1) CIRCULATION ROUTIERE - Piéton - Traversée de la chaussée - Absence de danger immédiat - Faute (non).

CIRCULATION ROUTIERE - Piéton - Traversée de la chaussée - Faute - Danger immédiat - Nécessité.

Justifie sa décision l'arrêt qui, pour exonérer de toute responsabilité le piéton victime d'un accident de la circulation, constate que celui-ci avait entrepris de traverser la chaussée en l'absence de tout danger immédiat et qu'il n'avait ainsi nullement enfreint les prescriptions de l'article R. 219 du Code de la route (1).

2) JUGEMENTS ET ARRETS - Sursis à statuer - Conditions.

Justifie sa décision la cour d'appel qui annule un jugement et évoque, en constatant que les juges du premier degré qui n'avaient pas prescrit de mesure d'instruction, avaient sursis à statuer sur l'action civile, sans fixer la date à laquelle les débats devraient être repris, et avaient ainsi interrompu le cours de la justice (2).

3) ACTION CIVILE - Préjudice - Préjudice certain - Perte d'une chance - Modalités d'évaluation.

ACTION CIVILE - Préjudice - Evaluation - Perte d'une chance.

## CONSIGNE A
Pouvez-vous extraire toutes les lignes des entrées qui contiennent la chaîne « zipper », en respectant la casse ?

## ENTRÉES FOURNIES
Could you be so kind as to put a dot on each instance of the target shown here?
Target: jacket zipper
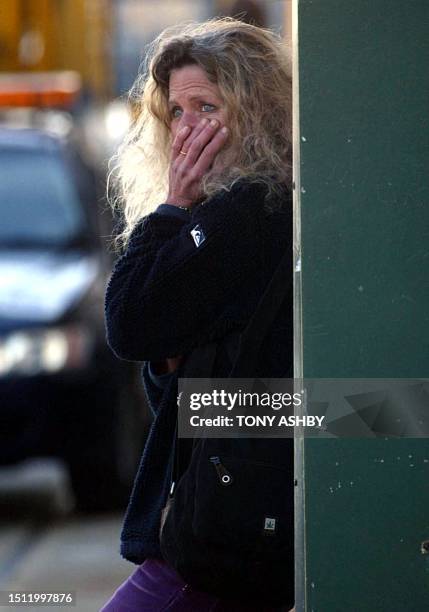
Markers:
(224, 476)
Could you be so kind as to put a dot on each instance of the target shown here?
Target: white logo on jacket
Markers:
(198, 235)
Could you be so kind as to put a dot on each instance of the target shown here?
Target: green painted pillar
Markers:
(362, 296)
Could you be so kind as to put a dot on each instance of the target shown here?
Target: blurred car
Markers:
(62, 391)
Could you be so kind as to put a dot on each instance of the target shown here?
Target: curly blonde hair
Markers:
(251, 67)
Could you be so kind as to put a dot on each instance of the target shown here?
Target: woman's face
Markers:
(193, 97)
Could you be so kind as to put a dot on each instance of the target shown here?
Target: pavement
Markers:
(46, 547)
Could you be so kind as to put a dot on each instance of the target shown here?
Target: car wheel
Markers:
(107, 450)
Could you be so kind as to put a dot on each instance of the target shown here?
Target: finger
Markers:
(210, 151)
(182, 159)
(178, 141)
(201, 141)
(193, 134)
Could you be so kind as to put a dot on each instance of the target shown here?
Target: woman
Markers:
(205, 186)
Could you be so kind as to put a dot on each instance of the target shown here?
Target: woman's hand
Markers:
(193, 153)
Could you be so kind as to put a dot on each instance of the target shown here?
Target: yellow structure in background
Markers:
(41, 35)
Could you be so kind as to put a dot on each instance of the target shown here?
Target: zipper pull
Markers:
(224, 476)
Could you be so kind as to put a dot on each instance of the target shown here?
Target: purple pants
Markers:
(156, 587)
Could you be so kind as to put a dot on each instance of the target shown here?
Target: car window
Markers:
(38, 199)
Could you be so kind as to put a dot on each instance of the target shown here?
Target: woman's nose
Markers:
(188, 118)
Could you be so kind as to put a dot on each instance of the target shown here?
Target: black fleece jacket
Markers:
(186, 279)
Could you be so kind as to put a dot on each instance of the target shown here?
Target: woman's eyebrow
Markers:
(196, 98)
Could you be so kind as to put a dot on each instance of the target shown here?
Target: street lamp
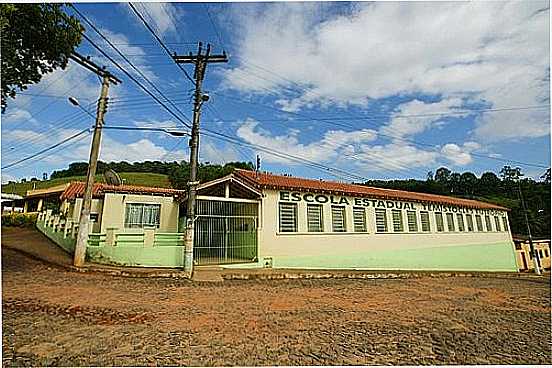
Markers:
(75, 102)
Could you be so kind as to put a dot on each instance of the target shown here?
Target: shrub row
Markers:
(19, 219)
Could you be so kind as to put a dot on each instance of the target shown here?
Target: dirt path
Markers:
(54, 317)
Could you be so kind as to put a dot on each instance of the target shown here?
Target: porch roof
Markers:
(76, 189)
(272, 181)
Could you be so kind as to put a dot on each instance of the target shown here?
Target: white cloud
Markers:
(459, 155)
(18, 115)
(324, 150)
(496, 53)
(402, 124)
(162, 16)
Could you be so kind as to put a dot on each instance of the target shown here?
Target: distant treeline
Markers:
(503, 190)
(178, 172)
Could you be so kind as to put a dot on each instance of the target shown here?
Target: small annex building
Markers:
(254, 219)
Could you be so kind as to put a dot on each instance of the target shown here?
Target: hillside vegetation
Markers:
(131, 178)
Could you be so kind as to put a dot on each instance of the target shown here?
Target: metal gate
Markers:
(225, 232)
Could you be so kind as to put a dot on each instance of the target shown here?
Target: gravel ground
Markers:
(52, 317)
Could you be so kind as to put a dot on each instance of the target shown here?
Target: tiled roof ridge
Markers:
(364, 189)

## CONSIGNE B
Pouvez-vous citer mot pour mot le passage de l'extrait de page compris entre « Justifie sa décision l'arrêt » et « Perte d'une chance. », ces deux bornes incluses ?

## RÉPONSE ATTENDUE A
Target: jacket zipper
Target: zipper pull

## RÉPONSE ATTENDUE B
Justifie sa décision l'arrêt qui, pour exonérer de toute responsabilité le piéton victime d'un accident de la circulation, constate que celui-ci avait entrepris de traverser la chaussée en l'absence de tout danger immédiat et qu'il n'avait ainsi nullement enfreint les prescriptions de l'article R. 219 du Code de la route (1).

2) JUGEMENTS ET ARRETS - Sursis à statuer - Conditions.

Justifie sa décision la cour d'appel qui annule un jugement et évoque, en constatant que les juges du premier degré qui n'avaient pas prescrit de mesure d'instruction, avaient sursis à statuer sur l'action civile, sans fixer la date à laquelle les débats devraient être repris, et avaient ainsi interrompu le cours de la justice (2).

3) ACTION CIVILE - Préjudice - Préjudice certain - Perte d'une chance - Modalités d'évaluation.

ACTION CIVILE - Préjudice - Evaluation - Perte d'une chance.